▸ **ÉNONCÉ 1**
Réécrivez sous forme de liste le paragraphe de l'extrait sur Alan Wake qui commence par « On découvre rapidement », en conservant ses faits principaux.

▸ **EXTRAIT**
# # # # #

On découvre rapidement que treize années se sont écoulées depuis la disparition de Wake. Mais aussi que ce que nous venons de voir se déroulait à Bright Falls, théâtre des événements du premier épisode, de surcroît aux abords de Cauldron Lake, lieu chargé d’une aura malfaisante, ayant déjà eu son rôle à jouer dans les pérégrinations de notre écrivain. Sur place, on découvre Saga Anderson et son coéquipier, un certain Alex Casey incarné par Sam Lake. On comprend que l’enquête a été récupérée par le FBI, qui a envoyé deux agents compétents sur les lieux, afin de déterminer si, comme le voudrait le rapport initial, la zone fait face à une épidémie de meurtres rituels, perpétrés par un culte dont personne ne semble rien savoir.
La bonne nouvelle, du moins pour le joueur, c’est que cette affaire est sur le point de prendre une tournure surprenante et sans précédent. Mais, et notre cher Alan Wake dans tout ça ? Eh bien ceux qui ont déjà pu boucler le premier jeu et ses DLC, ainsi que AWE, savent qu’il n’est plus exactement dans notre réalité, s’étant volontairement rendu dans un cauchemar orchestré par la présence sombre, un antagoniste mystérieux, dans le but de sauver Bright Falls, mais surtout de ramener sa femme à la vie. Si vous n’avez jamais touché au jeu, c’est sans doute là que vous commencez à comprendre pourquoi on déconseille cette suite aux néophytes.

# # # # #

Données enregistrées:
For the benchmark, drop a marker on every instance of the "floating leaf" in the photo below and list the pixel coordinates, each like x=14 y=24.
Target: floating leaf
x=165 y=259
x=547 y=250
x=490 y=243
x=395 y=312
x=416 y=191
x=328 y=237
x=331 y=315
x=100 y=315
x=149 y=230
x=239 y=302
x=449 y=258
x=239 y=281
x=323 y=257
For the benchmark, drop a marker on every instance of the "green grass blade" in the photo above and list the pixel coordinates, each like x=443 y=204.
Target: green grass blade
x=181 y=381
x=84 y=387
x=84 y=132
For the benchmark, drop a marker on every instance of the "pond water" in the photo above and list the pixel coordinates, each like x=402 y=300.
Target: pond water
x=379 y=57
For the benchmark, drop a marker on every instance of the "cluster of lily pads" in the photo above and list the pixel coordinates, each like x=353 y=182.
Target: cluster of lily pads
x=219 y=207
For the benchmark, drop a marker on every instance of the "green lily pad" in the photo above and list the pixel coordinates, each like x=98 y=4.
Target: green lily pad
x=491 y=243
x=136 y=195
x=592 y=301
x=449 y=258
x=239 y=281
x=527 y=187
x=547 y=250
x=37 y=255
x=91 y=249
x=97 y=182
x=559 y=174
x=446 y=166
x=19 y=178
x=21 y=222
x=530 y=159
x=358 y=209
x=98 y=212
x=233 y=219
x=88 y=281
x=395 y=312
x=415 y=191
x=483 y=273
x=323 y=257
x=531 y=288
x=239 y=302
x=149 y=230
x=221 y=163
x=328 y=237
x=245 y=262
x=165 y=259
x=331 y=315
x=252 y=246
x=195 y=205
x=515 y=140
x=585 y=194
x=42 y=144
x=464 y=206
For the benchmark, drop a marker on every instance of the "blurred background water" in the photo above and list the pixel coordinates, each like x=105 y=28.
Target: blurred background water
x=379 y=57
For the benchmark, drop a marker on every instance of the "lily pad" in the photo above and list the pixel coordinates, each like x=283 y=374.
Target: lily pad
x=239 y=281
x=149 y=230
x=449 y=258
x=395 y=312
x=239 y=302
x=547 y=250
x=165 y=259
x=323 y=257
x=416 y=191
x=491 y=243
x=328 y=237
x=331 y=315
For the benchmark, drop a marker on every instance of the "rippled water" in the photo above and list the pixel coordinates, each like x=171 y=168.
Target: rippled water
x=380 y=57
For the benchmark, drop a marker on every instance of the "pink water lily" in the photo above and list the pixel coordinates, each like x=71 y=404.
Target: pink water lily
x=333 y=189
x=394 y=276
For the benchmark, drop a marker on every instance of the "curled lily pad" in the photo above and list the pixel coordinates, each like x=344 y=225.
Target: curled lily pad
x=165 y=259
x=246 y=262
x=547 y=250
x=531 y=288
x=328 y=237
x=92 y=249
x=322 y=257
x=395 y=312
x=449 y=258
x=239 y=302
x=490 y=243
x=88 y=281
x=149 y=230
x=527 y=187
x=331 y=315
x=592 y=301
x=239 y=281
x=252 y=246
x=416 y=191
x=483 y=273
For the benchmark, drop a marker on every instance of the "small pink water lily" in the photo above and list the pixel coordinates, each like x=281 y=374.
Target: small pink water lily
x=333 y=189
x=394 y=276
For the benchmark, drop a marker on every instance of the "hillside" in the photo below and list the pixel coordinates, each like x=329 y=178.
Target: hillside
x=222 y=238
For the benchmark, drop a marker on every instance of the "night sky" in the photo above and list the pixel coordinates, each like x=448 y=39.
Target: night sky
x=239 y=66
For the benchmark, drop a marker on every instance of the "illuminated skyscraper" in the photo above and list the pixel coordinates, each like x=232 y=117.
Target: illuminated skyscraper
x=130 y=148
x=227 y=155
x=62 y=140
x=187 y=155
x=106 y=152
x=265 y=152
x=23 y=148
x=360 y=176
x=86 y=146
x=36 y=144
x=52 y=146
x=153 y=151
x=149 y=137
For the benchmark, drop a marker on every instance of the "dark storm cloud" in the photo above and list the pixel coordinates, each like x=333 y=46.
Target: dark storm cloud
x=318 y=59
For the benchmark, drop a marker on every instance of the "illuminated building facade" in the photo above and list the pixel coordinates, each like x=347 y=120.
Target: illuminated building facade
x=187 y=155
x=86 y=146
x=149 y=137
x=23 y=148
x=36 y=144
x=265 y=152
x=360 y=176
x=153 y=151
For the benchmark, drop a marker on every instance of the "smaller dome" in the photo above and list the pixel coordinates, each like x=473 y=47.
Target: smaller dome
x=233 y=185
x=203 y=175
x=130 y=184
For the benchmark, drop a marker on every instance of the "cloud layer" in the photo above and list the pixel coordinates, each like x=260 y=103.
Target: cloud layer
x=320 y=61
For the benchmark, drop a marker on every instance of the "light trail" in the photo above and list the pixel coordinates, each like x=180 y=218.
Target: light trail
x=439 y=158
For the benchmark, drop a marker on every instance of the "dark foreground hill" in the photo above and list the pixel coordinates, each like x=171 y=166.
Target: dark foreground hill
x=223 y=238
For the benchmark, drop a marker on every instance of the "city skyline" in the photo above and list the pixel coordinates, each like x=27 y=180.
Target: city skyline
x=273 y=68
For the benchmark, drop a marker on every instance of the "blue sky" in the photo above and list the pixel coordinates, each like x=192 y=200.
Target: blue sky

# # # # #

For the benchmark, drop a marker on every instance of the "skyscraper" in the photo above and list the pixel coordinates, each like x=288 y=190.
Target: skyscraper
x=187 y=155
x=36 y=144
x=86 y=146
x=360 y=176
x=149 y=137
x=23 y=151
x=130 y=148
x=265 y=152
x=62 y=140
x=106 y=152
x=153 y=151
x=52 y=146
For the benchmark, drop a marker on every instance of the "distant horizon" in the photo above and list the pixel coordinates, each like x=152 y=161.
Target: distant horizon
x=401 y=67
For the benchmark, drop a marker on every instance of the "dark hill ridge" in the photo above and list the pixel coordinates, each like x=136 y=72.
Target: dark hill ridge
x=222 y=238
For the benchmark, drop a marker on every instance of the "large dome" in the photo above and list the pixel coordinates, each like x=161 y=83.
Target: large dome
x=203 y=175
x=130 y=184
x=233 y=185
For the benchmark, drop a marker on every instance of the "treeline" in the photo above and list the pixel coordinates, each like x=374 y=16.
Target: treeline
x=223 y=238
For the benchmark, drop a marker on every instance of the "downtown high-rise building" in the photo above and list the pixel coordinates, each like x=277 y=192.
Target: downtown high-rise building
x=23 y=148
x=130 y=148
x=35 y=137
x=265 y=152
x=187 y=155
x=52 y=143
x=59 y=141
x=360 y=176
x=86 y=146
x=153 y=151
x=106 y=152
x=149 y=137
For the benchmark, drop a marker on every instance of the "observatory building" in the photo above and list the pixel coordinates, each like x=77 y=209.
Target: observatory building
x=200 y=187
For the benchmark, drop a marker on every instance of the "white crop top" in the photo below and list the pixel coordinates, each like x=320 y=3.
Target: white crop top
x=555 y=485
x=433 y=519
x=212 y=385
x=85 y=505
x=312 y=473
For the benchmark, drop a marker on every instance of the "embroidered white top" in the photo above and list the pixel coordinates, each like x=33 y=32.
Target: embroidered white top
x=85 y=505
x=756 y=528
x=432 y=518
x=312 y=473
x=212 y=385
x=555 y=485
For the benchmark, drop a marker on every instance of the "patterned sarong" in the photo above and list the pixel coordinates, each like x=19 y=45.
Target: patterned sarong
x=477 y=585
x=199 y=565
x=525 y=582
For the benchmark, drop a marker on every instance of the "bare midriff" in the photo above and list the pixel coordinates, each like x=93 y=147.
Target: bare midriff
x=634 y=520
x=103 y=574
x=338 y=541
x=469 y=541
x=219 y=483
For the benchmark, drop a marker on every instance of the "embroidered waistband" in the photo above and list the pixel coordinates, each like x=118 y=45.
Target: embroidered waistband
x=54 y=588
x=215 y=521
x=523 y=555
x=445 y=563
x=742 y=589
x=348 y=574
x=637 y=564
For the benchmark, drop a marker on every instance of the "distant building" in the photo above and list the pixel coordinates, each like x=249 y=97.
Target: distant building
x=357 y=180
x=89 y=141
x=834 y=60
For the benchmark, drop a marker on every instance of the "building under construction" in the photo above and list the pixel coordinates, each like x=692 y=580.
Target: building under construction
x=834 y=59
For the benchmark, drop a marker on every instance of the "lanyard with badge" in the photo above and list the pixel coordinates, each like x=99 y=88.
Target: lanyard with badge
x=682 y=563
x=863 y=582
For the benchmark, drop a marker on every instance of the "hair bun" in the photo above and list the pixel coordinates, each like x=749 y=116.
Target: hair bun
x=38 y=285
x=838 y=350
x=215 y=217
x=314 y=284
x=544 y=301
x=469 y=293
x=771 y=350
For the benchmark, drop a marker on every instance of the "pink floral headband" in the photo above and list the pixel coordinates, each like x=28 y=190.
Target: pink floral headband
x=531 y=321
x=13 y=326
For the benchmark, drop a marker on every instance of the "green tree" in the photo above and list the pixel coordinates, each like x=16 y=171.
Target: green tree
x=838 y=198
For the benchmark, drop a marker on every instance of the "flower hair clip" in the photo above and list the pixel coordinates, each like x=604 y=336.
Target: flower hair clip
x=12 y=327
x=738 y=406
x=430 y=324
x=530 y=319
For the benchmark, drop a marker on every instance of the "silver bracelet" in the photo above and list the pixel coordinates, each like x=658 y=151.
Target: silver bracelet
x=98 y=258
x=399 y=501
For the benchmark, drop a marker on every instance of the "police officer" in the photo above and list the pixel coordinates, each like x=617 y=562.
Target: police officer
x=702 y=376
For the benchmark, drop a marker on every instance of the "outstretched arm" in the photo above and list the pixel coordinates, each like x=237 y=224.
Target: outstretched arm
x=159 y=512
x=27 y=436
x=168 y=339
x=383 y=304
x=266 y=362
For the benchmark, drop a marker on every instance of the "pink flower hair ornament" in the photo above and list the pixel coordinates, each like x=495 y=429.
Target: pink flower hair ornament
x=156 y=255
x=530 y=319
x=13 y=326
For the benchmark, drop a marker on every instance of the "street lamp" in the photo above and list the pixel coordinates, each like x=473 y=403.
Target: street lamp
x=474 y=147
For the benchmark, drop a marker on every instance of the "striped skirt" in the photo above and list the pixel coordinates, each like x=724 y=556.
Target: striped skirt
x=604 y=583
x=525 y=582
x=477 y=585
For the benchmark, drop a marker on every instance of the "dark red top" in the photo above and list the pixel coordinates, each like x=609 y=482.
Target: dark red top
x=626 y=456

# # # # #

▸ **ÉNONCÉ 2**
Renvoyez sans modification les lignes des données enregistrées qui vont de la ligne contenant « like x=249 y=97. » jusqu'à la ligne contenant « x=266 y=362 » incluse.

▸ **RÉPONSE 1**
- Treize années se sont écoulées depuis la disparition de Wake.
- La scène se déroulait à Bright Falls, théâtre du premier épisode, aux abords de Cauldron Lake, lieu chargé d'une aura malfaisante qui avait déjà joué un rôle dans les pérégrinations de l'écrivain.
- Sur place se trouvent Saga Anderson et son coéquipier Alex Casey, incarné par Sam Lake.
- Le FBI a repris l'enquête et a envoyé deux agents compétents sur les lieux.
- Leur mission est de déterminer si, comme l'indique le rapport initial, la zone fait face à une épidémie de meurtres rituels perpétrés par un culte dont personne ne semble rien savoir.

▸ **RÉPONSE 2**
For the benchmark, drop a marker on every instance of the "distant building" in the photo above and list the pixel coordinates, each like x=249 y=97.
Target: distant building
x=357 y=180
x=89 y=141
x=834 y=60
For the benchmark, drop a marker on every instance of the "building under construction" in the photo above and list the pixel coordinates, each like x=692 y=580.
Target: building under construction
x=834 y=59
For the benchmark, drop a marker on every instance of the "lanyard with badge" in the photo above and list the pixel coordinates, each like x=99 y=88.
Target: lanyard with badge
x=682 y=563
x=863 y=582
For the benchmark, drop a marker on every instance of the "hair bun" in the photo above and list the pixel coordinates, each like x=749 y=116.
Target: hair bun
x=38 y=285
x=838 y=350
x=215 y=217
x=314 y=284
x=544 y=301
x=469 y=293
x=771 y=350
For the benchmark, drop a marker on every instance of the "pink floral headband" in the photo above and list the pixel coordinates, each like x=28 y=190.
Target: pink floral headband
x=531 y=321
x=13 y=326
For the benchmark, drop a marker on every instance of the "green tree" in the photo above and list the pixel coordinates, each like x=16 y=171.
Target: green tree
x=838 y=198
For the benchmark, drop a marker on every instance of the "flower hair clip" in the photo above and list the pixel coordinates, each like x=604 y=336.
Target: flower hair clip
x=12 y=327
x=738 y=406
x=430 y=324
x=530 y=319
For the benchmark, drop a marker on every instance of the "silver bracelet" in the photo above and list the pixel coordinates, each like x=658 y=151.
Target: silver bracelet
x=98 y=258
x=399 y=501
For the benchmark, drop a marker on every instance of the "police officer" in the photo above and list the pixel coordinates, each like x=617 y=562.
Target: police officer
x=702 y=376
For the benchmark, drop a marker on every instance of the "outstretched arm" in the photo above and list the pixel coordinates, each like x=237 y=224.
Target: outstretched arm
x=159 y=512
x=27 y=436
x=168 y=339
x=383 y=304
x=266 y=362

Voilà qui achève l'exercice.